- [Task brief]: After locating the line that holds "Query: white football glove", transcribe it and each following line to the end of the records, changing nothing and adding nothing.

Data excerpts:
>>
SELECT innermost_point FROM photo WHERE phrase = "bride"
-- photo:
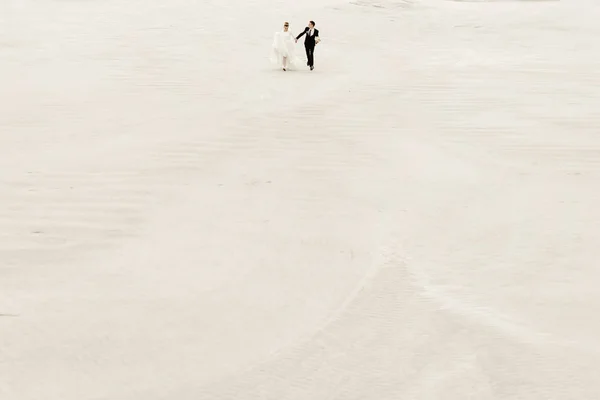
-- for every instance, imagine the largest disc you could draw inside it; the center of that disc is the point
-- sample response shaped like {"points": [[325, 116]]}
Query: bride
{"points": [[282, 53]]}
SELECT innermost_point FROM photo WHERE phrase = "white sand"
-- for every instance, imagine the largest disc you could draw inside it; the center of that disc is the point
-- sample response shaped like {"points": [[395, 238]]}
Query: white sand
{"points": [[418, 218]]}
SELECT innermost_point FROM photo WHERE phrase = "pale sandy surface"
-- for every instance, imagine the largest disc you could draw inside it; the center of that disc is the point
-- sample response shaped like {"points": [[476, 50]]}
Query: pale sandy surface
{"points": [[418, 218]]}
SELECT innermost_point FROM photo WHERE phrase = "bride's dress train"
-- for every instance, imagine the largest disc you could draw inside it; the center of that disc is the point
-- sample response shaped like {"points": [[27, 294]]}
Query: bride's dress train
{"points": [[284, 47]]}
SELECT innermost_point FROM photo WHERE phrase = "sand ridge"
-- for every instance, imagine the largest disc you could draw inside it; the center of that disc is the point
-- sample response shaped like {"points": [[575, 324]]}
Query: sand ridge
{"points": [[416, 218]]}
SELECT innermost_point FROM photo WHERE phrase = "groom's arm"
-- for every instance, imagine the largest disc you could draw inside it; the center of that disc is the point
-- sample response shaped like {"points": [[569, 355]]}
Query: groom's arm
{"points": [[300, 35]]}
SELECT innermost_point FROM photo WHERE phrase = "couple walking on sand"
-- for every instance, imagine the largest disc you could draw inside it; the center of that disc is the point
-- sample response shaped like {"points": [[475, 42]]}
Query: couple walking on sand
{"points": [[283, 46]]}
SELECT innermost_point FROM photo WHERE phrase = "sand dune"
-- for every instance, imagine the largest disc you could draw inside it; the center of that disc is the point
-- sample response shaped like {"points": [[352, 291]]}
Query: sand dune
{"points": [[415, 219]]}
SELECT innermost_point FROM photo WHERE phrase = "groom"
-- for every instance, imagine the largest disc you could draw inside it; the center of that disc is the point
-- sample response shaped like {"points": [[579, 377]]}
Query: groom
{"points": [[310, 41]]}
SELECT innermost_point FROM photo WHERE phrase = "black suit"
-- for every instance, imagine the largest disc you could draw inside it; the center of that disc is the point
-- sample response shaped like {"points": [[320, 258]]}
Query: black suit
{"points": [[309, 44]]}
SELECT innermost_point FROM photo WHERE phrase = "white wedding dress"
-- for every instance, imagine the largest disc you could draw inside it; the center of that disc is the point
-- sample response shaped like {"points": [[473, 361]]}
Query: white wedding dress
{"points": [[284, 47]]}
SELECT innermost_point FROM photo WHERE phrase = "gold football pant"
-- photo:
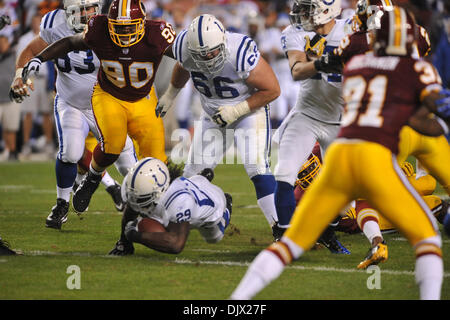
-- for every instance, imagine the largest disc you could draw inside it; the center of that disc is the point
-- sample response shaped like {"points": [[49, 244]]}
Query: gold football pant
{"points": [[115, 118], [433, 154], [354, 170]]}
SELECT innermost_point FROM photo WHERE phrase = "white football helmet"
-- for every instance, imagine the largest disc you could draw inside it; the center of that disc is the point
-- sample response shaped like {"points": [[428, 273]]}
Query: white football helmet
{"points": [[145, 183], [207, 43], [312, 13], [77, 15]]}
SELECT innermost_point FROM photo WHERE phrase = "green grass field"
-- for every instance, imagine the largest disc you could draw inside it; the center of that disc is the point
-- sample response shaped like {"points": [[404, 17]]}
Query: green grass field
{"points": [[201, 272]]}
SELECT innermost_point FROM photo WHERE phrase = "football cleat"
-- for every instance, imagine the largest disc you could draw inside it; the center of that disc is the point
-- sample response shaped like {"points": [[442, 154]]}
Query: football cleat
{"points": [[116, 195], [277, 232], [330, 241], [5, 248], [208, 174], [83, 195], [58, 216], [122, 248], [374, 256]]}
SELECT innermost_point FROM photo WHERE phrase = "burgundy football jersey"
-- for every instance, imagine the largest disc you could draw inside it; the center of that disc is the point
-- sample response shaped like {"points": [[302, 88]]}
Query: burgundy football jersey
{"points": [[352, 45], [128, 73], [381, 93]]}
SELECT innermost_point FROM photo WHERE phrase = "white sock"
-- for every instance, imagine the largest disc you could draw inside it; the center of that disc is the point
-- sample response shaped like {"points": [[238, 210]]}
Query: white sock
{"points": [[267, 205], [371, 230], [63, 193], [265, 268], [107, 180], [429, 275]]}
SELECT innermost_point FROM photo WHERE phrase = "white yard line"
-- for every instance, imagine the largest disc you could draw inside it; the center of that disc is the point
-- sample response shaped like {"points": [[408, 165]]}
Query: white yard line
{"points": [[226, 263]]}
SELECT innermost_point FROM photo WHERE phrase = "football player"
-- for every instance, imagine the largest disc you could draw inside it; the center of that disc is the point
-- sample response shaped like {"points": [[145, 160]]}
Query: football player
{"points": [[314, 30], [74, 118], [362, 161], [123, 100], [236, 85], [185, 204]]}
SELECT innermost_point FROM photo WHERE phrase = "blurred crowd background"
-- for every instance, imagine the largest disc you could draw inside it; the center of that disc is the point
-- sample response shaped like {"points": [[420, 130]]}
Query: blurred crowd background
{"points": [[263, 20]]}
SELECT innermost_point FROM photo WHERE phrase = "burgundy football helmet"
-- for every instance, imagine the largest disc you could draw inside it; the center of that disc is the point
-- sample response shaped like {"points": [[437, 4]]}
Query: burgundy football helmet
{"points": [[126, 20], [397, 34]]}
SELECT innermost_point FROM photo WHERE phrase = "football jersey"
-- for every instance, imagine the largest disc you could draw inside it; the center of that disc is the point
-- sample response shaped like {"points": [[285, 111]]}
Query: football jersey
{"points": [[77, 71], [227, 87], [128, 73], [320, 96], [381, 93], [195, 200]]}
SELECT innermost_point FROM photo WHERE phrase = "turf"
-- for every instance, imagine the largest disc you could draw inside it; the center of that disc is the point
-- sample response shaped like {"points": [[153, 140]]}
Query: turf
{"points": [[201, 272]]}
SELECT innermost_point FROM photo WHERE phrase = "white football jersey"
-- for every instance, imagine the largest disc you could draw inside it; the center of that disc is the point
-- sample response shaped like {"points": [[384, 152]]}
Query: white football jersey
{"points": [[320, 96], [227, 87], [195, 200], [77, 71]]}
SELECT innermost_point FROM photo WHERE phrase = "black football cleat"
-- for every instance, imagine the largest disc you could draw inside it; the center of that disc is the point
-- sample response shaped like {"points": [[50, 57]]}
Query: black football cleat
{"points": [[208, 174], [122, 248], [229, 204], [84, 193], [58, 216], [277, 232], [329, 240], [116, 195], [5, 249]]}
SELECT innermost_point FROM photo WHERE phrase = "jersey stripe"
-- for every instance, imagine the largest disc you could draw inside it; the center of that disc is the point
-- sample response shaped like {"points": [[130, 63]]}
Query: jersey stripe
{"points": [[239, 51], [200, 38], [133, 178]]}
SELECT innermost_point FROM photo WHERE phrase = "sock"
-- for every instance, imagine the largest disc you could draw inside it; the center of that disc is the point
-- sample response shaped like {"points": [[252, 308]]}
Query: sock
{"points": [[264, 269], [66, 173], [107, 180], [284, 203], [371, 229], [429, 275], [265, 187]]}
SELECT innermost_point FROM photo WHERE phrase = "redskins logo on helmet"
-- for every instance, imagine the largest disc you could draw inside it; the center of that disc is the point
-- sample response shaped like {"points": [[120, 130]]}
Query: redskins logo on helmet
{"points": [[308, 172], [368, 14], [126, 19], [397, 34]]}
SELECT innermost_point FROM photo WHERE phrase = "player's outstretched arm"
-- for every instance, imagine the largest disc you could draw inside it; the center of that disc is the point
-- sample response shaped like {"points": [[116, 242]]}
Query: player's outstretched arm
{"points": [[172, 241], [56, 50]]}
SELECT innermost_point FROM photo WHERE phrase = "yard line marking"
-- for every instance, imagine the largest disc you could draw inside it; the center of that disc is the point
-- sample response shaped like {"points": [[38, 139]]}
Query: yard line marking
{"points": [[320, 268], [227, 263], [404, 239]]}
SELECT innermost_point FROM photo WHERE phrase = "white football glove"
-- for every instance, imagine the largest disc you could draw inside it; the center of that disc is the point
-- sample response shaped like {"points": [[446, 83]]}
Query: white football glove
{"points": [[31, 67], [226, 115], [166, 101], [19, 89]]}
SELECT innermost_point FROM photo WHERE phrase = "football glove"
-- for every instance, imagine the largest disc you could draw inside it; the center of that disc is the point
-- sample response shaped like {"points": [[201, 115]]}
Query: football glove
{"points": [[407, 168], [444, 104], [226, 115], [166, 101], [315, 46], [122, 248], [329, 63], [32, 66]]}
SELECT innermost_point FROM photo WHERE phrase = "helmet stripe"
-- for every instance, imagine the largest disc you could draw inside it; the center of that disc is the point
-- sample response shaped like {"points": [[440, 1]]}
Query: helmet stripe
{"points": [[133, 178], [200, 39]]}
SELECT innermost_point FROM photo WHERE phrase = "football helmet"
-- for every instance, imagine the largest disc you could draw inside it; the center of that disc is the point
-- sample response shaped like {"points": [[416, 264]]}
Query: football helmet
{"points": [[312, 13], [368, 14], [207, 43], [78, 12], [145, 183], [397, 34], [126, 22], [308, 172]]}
<<
- [Task result]:
Query: white football glove
{"points": [[31, 67], [226, 115], [166, 101], [19, 89]]}
SELECT innermost_point FROM photo WHERE phrase = "football glove"
-- for every instance, imagine the largest disc you could draw inside it; the center of that disc is the point
-- sample response shaped like {"points": [[201, 115]]}
Query: football glove
{"points": [[407, 168], [444, 104], [226, 115], [166, 101], [315, 46], [122, 248], [329, 63], [32, 66]]}
SELECT innermost_point FROM photo WHERE phrase = "helmet stripe"
-- for every instance, imagine the largest disc you could draw inside it; the center of that disc is the point
-- sample response shaped like {"points": [[440, 1]]}
Query: helmet stripe
{"points": [[133, 178], [200, 39]]}
SELECT innermost_point FROM photo WHERE phrase = "football helmet"
-- for every instance, imagine the largest disc you could draw inside it; the center of that disc is the point
-- sample response shaped like {"points": [[416, 264]]}
Query: football helmet
{"points": [[312, 13], [368, 14], [207, 43], [78, 12], [145, 183], [397, 34], [126, 22], [308, 172]]}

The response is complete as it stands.